**TEXTO PROPORCIONADO**.
-- -- --
Recuerdo a mi abuela materna y a sus padres franceses; a mi abuelo materno y sus padres españoles; a mis abuelos paternos y sus padres italianos… En mi sangre no hay sangre alemana, y hay una sola criolla que se precie: Sara, la madre de mi Tata, hija de india huarpe y de criollo. Por alguna razón desconocida antes de emprender este viaje he puesto en mi avatar de whatsapp la imagen en daguerrotipo de esa india que fumaba en pipa, que vivió más de cien años y que el relato familiar sólo pudo asimilar presentándola como hija de cacique.   
Mi abuelo Juan, nieto de esa india cuyo nombre original desconozco y que los libros parroquiales refieren como Carmen Nuñez casada con Francisco Nuñez, un baqueano que acompañó a San Martín en el cruce de los Andes y que atesoró los sables de esa gesta, se crió junto a sus hermanos en la ciudad cuyana de San Juan.
Cuando Amalia comenta que su padre es el artista sanjuanino Justo Barboza, exiliado en Madrid luego del Golpe militar del ´76, algo se desgarra en mi interior y comprendo de pronto por qué desde hace días siento que mi rostro es un mascarón de proa tras el cual están mis tatas criollos y mis abuelas huarpes, y luego, sólo después de ellos, los abuelos de sangre europea.
-- -- --
**FILAS PROPORCIONADAS**.

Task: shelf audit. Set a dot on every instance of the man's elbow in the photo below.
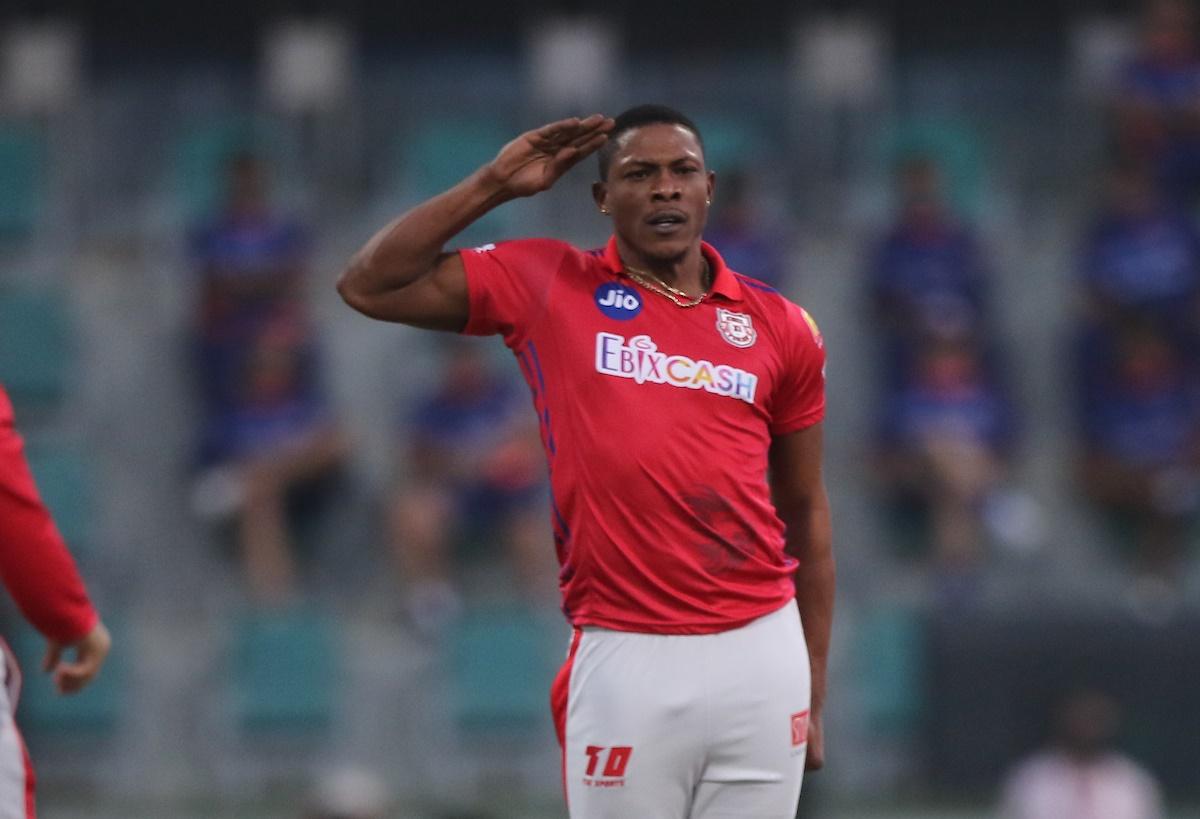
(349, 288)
-- -- --
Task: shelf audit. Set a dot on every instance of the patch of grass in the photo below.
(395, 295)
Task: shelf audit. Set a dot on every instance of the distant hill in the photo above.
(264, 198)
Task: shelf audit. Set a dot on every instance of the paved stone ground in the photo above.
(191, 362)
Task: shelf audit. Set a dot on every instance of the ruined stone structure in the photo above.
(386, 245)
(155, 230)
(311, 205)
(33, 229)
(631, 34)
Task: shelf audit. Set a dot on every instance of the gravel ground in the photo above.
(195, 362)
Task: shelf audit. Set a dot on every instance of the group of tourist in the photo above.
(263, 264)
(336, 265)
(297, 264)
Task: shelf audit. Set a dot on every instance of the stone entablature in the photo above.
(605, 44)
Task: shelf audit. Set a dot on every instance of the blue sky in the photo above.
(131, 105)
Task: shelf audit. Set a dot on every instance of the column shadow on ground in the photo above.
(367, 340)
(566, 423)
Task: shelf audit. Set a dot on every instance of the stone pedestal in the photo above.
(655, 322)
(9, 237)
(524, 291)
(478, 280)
-- -- --
**TAREAS**.
1. Copia el tramo del texto sobre los antepasados desde "Recuerdo a mi" hasta "hija de cacique.", sustituyendo "pipa" por "cigarro".
2. Retoma el texto sobre los antepasados y continúalo a partir de donde termina.

**RESPUESTAS**.
1.
Recuerdo a mi abuela materna y a sus padres franceses; a mi abuelo materno y sus padres españoles; a mis abuelos paternos y sus padres italianos… En mi sangre no hay sangre alemana, y hay una sola criolla que se precie: Sara, la madre de mi Tata, hija de india huarpe y de criollo. Por alguna razón desconocida antes de emprender este viaje he puesto en mi avatar de whatsapp la imagen en daguerrotipo de esa india que fumaba en cigarro, que vivió más de cien años y que el relato familiar sólo pudo asimilar presentándola como hija de cacique.

2.
En Saarbrücken se discute sobre arte pero la historia y la política se hacen una y otra vez presentes en torno al problema de la tradición, la memoria, el viaje y la identidad. Teresa Riccardi presenta a la artista Lea Lublin y explica cómo su estancia en Europa le posibilitó descentrar la mirada y trasladar su activismo icónico y político (evidenciado, por ejemplo, en la obra “Ser y ver claro” [1965] que muestra la imagen de San Martín tras un parabrisas) a un activismo de clase y de género; yo diserto sobre la poeta Alejandra Pizarnik y su cuaderno de viajes como un gran palacio de citas que le permitió apropiarse de la tradición literaria europea y que debe ser leído en diálogo con sus Diarios y, principalmente, con La condesa sangrienta. En un momento de la discusión, luego de enumerar un decálogo de estrategias para evitar ser “otrorizado”, Julio Mendívil bromea: “¡Es que los peruanos estamos jodidos desde siempre, los argentinos nos fregaron! ¡No queríamos ser indígenas, tampoco queríamos independizarnos: estábamos muy bien siendo la capital de la colonia del imperio español!”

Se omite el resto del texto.